Exercise prompt: How many lines in the data below contain the string "trunk"? Give only the number.
--- START OF Rows ---
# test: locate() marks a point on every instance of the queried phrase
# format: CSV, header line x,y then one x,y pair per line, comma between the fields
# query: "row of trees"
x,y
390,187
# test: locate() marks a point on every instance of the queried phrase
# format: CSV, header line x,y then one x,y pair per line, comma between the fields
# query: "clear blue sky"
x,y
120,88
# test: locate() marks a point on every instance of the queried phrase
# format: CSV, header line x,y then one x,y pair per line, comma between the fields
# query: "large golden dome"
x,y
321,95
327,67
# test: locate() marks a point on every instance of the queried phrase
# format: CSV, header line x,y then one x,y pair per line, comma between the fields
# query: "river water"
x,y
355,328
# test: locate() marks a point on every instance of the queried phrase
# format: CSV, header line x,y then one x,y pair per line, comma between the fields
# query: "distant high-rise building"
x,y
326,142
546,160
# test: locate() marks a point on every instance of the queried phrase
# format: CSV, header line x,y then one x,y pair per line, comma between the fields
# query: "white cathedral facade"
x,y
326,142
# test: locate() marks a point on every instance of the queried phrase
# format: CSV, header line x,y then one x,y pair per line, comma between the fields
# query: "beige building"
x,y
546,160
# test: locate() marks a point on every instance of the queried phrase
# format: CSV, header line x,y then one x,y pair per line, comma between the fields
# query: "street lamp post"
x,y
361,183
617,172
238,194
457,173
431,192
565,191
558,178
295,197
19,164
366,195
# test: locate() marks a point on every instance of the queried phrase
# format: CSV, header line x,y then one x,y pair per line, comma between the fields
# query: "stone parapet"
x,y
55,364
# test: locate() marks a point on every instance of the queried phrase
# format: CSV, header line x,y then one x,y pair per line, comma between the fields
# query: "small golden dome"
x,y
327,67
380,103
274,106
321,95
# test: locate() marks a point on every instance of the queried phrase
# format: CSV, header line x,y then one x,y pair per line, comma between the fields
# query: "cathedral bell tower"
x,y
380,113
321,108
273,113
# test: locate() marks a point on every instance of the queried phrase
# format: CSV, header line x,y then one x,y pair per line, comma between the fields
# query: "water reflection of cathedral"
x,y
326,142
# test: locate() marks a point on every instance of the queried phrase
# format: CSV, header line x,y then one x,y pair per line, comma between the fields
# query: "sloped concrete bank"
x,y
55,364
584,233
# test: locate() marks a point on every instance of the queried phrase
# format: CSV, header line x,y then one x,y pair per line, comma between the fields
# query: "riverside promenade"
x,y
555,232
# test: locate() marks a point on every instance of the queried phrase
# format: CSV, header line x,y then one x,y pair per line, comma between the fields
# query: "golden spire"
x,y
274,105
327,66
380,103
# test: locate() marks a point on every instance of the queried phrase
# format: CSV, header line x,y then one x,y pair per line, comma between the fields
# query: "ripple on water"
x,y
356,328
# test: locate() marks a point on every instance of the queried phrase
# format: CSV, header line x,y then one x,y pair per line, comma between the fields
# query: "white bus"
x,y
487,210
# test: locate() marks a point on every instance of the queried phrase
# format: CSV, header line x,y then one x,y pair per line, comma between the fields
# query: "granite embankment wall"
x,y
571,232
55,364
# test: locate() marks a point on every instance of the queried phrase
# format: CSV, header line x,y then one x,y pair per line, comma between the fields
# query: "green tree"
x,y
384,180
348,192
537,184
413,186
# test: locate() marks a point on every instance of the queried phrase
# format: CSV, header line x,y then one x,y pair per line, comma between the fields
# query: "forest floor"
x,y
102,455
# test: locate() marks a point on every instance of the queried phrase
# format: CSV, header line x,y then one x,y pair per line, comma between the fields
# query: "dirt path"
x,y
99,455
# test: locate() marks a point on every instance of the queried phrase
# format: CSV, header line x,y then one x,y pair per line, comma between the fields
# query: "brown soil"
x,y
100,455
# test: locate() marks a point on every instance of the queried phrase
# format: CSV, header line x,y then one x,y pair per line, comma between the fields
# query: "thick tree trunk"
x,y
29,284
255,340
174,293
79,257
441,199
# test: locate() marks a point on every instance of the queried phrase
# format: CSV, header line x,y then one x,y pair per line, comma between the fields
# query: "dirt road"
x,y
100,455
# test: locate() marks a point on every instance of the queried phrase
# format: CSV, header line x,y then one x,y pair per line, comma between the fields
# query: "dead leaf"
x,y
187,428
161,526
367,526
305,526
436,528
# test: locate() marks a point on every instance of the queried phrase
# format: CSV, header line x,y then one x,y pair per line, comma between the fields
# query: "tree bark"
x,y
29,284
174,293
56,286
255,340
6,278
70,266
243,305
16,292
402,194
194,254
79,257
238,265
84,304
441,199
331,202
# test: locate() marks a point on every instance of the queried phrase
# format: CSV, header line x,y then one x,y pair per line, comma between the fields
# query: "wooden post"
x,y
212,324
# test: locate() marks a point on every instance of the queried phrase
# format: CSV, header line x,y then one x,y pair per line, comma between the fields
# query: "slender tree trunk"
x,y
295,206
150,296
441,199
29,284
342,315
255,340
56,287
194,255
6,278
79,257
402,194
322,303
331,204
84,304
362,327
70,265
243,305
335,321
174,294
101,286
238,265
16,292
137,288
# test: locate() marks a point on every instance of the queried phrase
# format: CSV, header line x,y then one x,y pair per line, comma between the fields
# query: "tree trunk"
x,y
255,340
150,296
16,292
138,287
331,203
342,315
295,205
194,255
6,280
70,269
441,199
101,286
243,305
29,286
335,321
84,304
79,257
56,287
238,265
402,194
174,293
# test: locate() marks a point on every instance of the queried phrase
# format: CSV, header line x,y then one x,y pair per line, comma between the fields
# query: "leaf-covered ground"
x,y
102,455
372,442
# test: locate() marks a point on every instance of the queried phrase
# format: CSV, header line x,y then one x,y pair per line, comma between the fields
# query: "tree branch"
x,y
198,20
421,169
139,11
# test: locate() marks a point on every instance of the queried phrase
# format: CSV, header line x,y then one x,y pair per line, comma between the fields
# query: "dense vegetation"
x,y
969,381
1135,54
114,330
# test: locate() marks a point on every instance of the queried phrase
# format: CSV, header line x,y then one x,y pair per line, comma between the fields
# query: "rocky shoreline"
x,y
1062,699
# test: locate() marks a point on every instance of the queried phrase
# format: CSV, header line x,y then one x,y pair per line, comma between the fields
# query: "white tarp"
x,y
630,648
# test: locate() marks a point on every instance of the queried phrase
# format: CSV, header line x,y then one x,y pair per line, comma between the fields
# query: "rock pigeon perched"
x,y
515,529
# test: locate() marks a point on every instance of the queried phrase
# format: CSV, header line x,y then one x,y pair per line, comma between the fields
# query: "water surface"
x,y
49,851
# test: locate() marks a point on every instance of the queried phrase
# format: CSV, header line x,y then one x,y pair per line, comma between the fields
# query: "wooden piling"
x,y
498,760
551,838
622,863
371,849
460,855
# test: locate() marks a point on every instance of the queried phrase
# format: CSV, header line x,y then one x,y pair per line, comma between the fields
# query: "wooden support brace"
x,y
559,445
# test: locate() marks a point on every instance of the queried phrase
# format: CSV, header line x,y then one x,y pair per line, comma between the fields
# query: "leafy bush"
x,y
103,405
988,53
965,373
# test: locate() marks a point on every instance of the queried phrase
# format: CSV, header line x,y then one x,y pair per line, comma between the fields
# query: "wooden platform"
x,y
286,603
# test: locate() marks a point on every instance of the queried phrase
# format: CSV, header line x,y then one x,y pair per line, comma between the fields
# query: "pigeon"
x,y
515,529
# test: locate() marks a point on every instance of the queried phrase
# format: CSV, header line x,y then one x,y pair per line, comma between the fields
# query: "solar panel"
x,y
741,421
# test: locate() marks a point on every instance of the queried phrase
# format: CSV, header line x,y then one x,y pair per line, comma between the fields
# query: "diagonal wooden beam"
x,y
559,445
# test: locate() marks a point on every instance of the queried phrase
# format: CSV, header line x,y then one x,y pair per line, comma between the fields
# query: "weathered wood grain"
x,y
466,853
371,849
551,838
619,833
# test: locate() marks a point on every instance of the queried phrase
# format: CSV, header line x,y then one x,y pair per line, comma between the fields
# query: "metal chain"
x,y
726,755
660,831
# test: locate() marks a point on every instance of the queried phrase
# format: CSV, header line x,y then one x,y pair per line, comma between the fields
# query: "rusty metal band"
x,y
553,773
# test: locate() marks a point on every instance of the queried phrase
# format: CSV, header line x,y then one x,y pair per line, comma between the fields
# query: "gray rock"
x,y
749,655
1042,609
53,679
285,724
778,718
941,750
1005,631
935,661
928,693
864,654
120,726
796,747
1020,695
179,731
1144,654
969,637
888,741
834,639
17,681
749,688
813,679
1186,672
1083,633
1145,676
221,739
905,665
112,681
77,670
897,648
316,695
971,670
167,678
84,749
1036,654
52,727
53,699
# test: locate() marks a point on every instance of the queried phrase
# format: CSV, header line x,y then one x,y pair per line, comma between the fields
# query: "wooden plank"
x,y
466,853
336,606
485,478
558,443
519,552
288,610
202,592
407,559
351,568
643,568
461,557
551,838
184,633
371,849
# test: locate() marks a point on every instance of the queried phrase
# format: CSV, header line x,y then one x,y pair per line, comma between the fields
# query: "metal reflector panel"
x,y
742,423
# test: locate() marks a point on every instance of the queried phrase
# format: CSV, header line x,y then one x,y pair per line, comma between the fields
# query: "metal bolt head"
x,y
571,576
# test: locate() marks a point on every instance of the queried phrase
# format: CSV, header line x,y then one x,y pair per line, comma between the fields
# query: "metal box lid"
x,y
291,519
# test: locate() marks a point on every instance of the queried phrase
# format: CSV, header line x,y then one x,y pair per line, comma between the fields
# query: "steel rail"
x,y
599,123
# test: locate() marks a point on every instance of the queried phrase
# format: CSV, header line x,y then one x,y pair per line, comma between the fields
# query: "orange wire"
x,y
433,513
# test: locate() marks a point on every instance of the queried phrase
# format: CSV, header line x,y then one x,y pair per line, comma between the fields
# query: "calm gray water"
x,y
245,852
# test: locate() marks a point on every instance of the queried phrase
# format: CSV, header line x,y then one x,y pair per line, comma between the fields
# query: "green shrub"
--- END OF Rows ---
Complete answer: 3